(INSTRUCTIONS TO FOLLOW):
Print all the data that follows exactly, images excluded.

(EXERCISE INPUT):
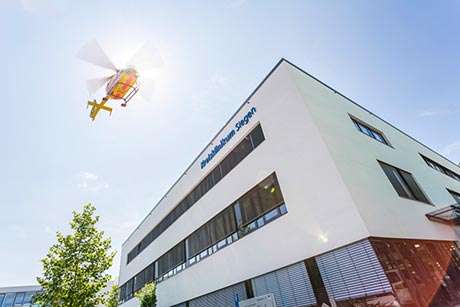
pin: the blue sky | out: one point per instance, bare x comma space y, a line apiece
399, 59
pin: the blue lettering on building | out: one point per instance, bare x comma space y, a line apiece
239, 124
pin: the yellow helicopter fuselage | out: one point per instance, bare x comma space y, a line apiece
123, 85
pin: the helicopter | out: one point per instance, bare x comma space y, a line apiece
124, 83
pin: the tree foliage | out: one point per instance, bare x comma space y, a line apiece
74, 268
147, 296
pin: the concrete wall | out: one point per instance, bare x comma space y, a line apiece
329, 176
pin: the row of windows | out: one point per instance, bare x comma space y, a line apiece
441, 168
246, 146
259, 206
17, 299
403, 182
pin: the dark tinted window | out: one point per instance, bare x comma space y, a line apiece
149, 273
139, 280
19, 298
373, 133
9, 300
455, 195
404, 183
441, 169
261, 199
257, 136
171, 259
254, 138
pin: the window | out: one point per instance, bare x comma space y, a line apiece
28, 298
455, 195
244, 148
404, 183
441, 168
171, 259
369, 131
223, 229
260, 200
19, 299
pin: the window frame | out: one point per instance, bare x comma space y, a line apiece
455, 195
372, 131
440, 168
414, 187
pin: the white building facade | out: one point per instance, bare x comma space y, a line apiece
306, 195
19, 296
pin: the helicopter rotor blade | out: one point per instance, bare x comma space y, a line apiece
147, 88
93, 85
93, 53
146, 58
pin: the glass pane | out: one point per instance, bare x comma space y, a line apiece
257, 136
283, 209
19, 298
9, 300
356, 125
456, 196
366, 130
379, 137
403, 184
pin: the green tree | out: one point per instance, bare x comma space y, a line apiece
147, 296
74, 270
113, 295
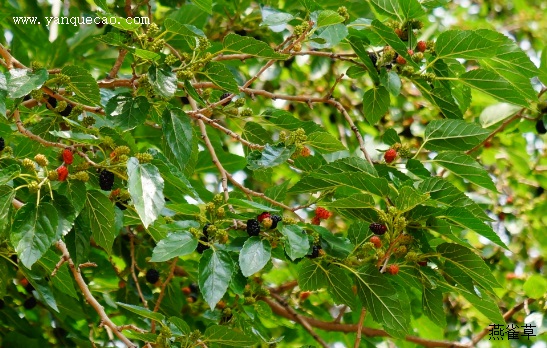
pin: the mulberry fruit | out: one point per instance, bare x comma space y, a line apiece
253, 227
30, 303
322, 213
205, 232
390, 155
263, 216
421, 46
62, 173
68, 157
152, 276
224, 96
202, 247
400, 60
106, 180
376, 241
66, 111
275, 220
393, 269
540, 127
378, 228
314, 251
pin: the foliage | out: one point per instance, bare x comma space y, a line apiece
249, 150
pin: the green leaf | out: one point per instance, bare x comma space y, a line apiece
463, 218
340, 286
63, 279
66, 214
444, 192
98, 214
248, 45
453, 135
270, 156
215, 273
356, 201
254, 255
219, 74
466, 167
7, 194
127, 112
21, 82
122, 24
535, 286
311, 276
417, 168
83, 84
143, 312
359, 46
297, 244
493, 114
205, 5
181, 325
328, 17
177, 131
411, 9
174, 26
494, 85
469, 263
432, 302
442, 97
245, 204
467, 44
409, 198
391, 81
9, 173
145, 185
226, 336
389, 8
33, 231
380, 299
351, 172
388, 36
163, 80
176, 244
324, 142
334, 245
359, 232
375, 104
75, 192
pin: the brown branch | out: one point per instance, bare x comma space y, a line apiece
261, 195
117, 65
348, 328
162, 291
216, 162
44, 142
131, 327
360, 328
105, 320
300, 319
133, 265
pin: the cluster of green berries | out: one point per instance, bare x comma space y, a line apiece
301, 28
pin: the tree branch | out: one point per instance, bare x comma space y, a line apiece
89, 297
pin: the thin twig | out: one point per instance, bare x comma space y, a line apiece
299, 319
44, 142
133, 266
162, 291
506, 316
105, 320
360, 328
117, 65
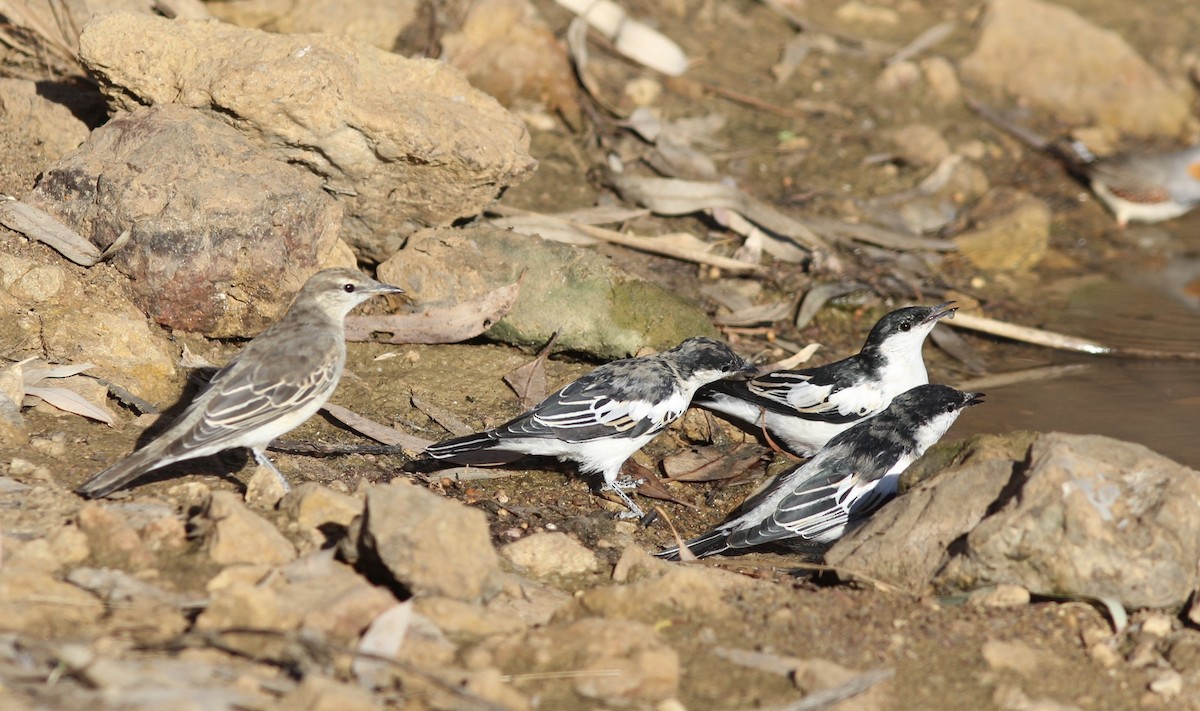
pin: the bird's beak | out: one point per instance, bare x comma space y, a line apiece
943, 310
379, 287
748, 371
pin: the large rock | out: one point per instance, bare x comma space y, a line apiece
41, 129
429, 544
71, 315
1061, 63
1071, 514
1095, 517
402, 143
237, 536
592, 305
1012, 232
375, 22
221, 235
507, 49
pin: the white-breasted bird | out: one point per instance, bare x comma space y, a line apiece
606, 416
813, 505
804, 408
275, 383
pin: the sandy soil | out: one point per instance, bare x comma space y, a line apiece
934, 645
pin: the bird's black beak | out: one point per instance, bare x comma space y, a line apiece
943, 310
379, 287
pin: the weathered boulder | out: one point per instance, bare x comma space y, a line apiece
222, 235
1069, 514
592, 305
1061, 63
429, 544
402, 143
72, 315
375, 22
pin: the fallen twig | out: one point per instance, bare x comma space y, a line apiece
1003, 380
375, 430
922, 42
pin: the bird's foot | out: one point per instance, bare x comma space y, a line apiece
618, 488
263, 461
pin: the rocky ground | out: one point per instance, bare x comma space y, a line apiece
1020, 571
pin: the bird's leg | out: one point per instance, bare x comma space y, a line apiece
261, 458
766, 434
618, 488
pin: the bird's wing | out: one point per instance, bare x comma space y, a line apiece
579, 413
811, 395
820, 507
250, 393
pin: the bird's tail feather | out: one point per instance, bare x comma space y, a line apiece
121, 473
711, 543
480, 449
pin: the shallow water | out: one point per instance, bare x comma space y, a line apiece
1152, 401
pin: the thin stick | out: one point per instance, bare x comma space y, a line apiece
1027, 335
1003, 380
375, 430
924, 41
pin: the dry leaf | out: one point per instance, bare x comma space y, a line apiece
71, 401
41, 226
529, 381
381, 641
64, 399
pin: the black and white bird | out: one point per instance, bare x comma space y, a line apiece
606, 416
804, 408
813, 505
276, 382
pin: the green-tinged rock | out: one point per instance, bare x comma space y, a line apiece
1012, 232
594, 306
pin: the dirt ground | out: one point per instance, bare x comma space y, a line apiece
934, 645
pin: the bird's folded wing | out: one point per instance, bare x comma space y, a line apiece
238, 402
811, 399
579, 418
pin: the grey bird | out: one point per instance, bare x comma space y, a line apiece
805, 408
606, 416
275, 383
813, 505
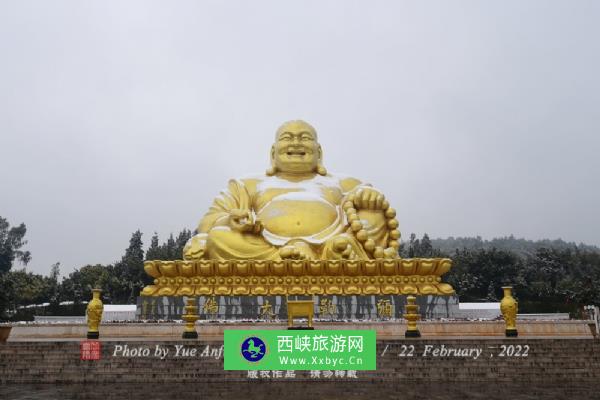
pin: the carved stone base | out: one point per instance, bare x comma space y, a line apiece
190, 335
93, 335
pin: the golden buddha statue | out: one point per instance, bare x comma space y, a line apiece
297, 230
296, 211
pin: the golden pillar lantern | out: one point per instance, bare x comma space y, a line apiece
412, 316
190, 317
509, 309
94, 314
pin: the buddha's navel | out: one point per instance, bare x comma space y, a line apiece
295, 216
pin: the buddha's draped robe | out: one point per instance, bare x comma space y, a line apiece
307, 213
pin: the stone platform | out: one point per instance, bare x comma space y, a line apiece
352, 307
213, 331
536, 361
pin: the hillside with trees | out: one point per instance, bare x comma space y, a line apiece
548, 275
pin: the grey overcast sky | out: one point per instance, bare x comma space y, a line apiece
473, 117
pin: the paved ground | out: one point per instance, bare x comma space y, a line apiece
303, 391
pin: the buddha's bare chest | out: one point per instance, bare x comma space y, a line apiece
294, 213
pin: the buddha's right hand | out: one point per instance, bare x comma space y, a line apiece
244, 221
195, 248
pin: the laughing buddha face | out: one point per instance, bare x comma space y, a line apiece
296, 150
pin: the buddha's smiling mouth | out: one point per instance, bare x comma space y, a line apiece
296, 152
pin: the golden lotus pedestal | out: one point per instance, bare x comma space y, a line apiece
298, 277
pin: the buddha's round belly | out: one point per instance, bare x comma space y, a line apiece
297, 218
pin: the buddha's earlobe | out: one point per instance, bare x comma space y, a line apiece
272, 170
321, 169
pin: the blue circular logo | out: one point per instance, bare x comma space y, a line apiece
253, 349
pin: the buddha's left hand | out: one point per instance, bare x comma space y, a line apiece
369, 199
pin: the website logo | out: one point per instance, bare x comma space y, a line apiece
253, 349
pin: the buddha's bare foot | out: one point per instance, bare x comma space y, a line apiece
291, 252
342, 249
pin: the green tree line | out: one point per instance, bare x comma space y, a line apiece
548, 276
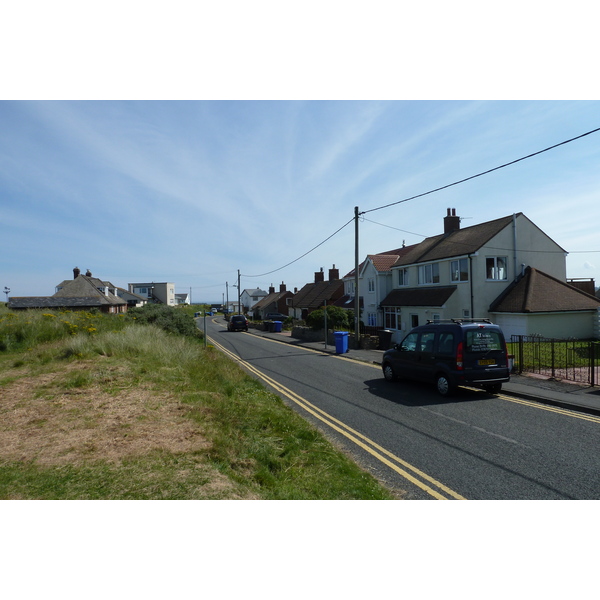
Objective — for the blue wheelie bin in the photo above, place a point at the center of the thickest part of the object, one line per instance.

(RESULT):
pin: the blue sky | out: one point per instance, bare x comma space y, a line apiece
399, 59
pin: the blue lettering on building | out: one point per instance, bare x comma space y, a line apiece
239, 124
pin: the yellow helicopter fuselage | out: one point per instance, bare x comma space y, a line apiece
123, 85
pin: the helicopter | out: one point per instance, bare x comma space y, a line apiece
124, 83
pin: the tree foliage | out: one point per instance, bare x comma space y, a line apiece
74, 268
147, 296
pin: the concrete wall | out: one point per instance, bare x comma space y, a line apiece
329, 176
pin: the row of windows | out: one point per instance, bare x comma space y, a line apiece
441, 168
246, 146
259, 206
17, 299
403, 182
pin: the dark tinted window | out: one point per instance, bare x comma space y, a line apiece
149, 273
139, 280
19, 298
373, 133
9, 300
455, 195
404, 183
441, 169
261, 199
257, 136
171, 259
254, 138
pin: the window | out: one point per instance, bare x comma space y, a line apiece
28, 298
455, 195
244, 148
404, 183
441, 168
171, 259
369, 131
223, 229
260, 200
19, 299
pin: the window frame | out: one point per instance, bare x comma space y, a line apiece
455, 195
372, 131
440, 168
414, 187
pin: the white building facade | out: one point per instance, bare x comma space y, a line apiece
306, 195
19, 296
pin: the helicopter rotor blade | out: one point per instance, bare x comma space y, a line apiece
147, 88
93, 85
93, 53
146, 58
pin: the glass pane | out: one point per instance, bare x comma space y, a line apiece
257, 136
283, 209
19, 298
9, 300
356, 125
456, 196
366, 130
379, 137
403, 184
pin: the green tree | out: one point per instance, bare x comma space y, a line apiece
147, 296
74, 270
113, 295
pin: the mulberry fruit | out: one point per instance, bare x comma space y, a line apiece
253, 227
30, 303
322, 213
205, 232
390, 155
263, 216
421, 46
62, 173
68, 157
152, 276
224, 96
202, 247
400, 60
106, 180
376, 241
66, 111
275, 220
393, 269
540, 127
378, 228
314, 251
pin: the foliage | out: one point per instance, bare x comma space y, a line apiece
249, 150
pin: the green leaf | out: one point per instance, bare x comma space y, a line apiece
463, 218
340, 286
63, 279
66, 214
444, 192
98, 214
248, 45
453, 135
270, 156
215, 273
356, 201
254, 255
219, 74
466, 167
7, 194
127, 112
21, 82
122, 24
535, 286
311, 276
417, 168
83, 84
143, 312
359, 46
297, 244
493, 114
205, 5
181, 325
328, 17
177, 131
411, 9
174, 26
494, 85
469, 263
432, 302
442, 97
245, 204
467, 44
409, 198
391, 81
9, 173
145, 185
226, 336
389, 8
33, 231
380, 299
351, 172
388, 36
163, 80
176, 244
324, 142
334, 245
359, 232
375, 104
75, 192
pin: the brown branch | out: one point per instance, bare x comma space y, a line apiece
261, 195
117, 65
348, 328
162, 291
216, 162
44, 142
131, 327
360, 328
105, 320
300, 319
133, 265
pin: the cluster of green berries | out: one point per instance, bare x comma space y, a line apiece
301, 28
pin: the tree branch | out: one point per instance, bare x comma space y, a line apiece
89, 297
pin: the thin twig | out: one point per instance, bare x comma space y, a line apiece
299, 319
44, 142
133, 266
162, 291
506, 316
105, 320
360, 328
117, 65
pin: the bird's beak | out: one point per instance, bare x comma space y, a line apiece
943, 310
379, 287
748, 371
pin: the large rock | out: one point per instance, bare x comma space y, a line apiece
41, 129
429, 544
71, 315
1061, 63
1071, 514
1095, 517
402, 143
237, 536
592, 305
1012, 232
375, 22
221, 235
507, 49
pin: the white-breasted bird | out: one point per instance, bare x comma space y, a line apiece
606, 416
813, 505
804, 408
275, 383
pin: the sandy soil | out: one point per instance, bare x comma space y, a line apiece
934, 645
pin: the bird's black beak | out: one point per instance, bare x comma space y, a line apiece
943, 310
379, 287
pin: the weathered boulder | out: one point per instance, bare x comma space y, a line apiece
222, 235
1069, 514
592, 305
1061, 63
429, 544
402, 143
72, 315
375, 22
pin: the fallen twig | out: one point per instance, bare x comma space y, a line apiece
1003, 380
375, 430
922, 42
pin: the bird's foot | out: one point per instance, bare x comma space y, a line apiece
618, 488
263, 461
pin: the rocky ground | out: one point per instance, bare x comma space y, a line apiece
1020, 571
pin: the bird's leg | out: one point per instance, bare x comma space y, a line apiece
261, 458
766, 434
618, 488
pin: the bird's wing | out: one point per instance, bare x comma space y, a line apiece
579, 413
811, 395
820, 507
250, 393
pin: the bird's tail feather | out: one point per instance, bare x comma space y, a line apiece
121, 473
711, 543
480, 449
pin: the shallow water | out: one point per instance, bare x comma space y, a line apiece
1152, 401
pin: the thin stick | out: one point per instance, bare x comma space y, a line apiece
1027, 335
1003, 380
375, 430
924, 41
pin: the dry leaf | out: one point per instance, bare x comma space y, a line apiece
71, 401
41, 226
529, 381
381, 641
64, 399
pin: the black and white bird | out: one point per instance, bare x comma space y, a line apiece
606, 416
804, 408
813, 505
276, 382
pin: the green-tinged rock | out: one point per instance, bare x comma space y, a line apiece
1012, 232
594, 306
pin: the dirt ground | out: one point per instance, bare x comma space y, a line apiece
934, 645
pin: the bird's folded wing | out: one point per instance, bare x comma space y, a line apiece
238, 402
811, 399
579, 418
pin: the grey bird | out: one point per instance, bare x comma space y, a line apiece
805, 408
606, 416
275, 383
813, 505
pin: the carved stone base | out: one point per instance, bare x comma space y, a line apiece
190, 335
93, 335
pin: the golden buddha statue | out: one point per instance, bare x comma space y, a line apiece
297, 230
296, 211
pin: the golden pillar lantern | out: one point per instance, bare x comma space y, a line apiece
412, 316
190, 317
509, 309
94, 314
pin: the buddha's navel | out: one point per instance, bare x comma space y, a line apiece
295, 216
pin: the buddha's draped robe | out: one point per instance, bare x comma space y, a line apiece
307, 213
pin: the stone platform | out: one point per instance, bare x comma space y, a line apiece
352, 307
213, 331
536, 361
pin: the hillside with trees | out: one point per instance, bare x comma space y, a line apiece
548, 275
pin: the grey overcast sky | out: one point per instance, bare x comma space y, a line apiece
473, 117
pin: the paved ground | out: one point per instance, bare x comma space y, a line apiece
303, 391
pin: the buddha's bare chest | out: one point per instance, bare x comma space y, a line apiece
294, 213
pin: the buddha's right hand | out: one point per instance, bare x comma space y, a line apiece
244, 221
195, 248
pin: the laughing buddha face | out: one point per instance, bare x comma space y, a line apiece
296, 150
pin: the buddha's smiling mouth | out: one point per instance, bare x comma space y, a line apiece
296, 152
pin: the golden lotus pedestal | out: one point per instance, bare x comma space y, a line apiece
298, 277
pin: the buddha's round belly | out: one point per instance, bare x comma space y, a line apiece
297, 218
pin: the buddha's earlobe | out: one point per instance, bare x comma space y, a line apiece
272, 170
321, 169
pin: the blue circular logo | out: one point per instance, bare x comma space y, a line apiece
253, 349
pin: the buddha's left hand | out: one point per instance, bare x comma space y, a line apiece
369, 199
pin: the website logo | out: one point per instance, bare x comma space y, a line apiece
253, 349
pin: the buddha's bare foot | out: one point per instance, bare x comma space y, a line apiece
291, 252
342, 249
pin: the green tree line | out: one point per instance, bare x comma space y, a line apiece
548, 276
Objective — for the blue wheelie bin in the photo above, place a point at the center of the thickest part of the object, one line per instance.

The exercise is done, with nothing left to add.